TASK DIRECTIONS
If a line in the entries below holds the string "field", copy it.
▬▬▬
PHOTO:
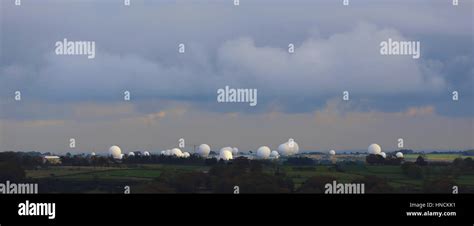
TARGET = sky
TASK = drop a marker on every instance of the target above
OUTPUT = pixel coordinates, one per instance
(173, 95)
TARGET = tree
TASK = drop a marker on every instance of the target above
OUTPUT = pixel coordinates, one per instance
(412, 170)
(421, 161)
(11, 171)
(374, 159)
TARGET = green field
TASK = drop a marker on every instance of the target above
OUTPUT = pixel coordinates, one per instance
(435, 157)
(140, 172)
(145, 173)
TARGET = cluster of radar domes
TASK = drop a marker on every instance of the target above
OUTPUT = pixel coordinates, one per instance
(228, 153)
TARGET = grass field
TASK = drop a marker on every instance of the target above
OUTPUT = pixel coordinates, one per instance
(299, 174)
(140, 172)
(435, 157)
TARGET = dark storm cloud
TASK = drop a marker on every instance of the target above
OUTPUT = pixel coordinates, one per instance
(336, 50)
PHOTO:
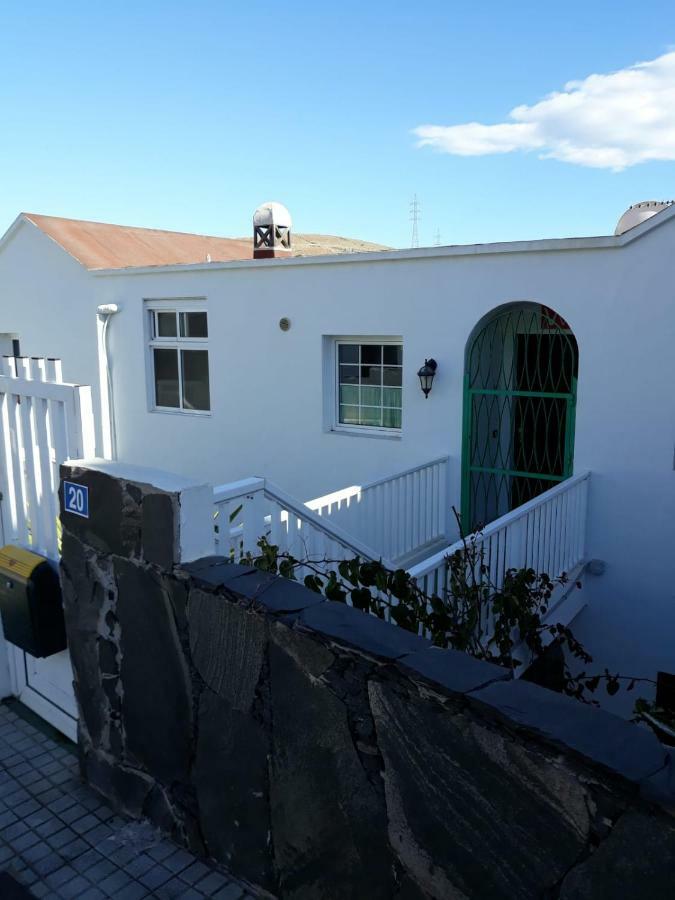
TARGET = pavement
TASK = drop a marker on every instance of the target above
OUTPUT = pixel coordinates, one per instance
(60, 839)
▬▬▬
RESULT OF THIS EXERCISE
TARGET = green field
TARGET = grass field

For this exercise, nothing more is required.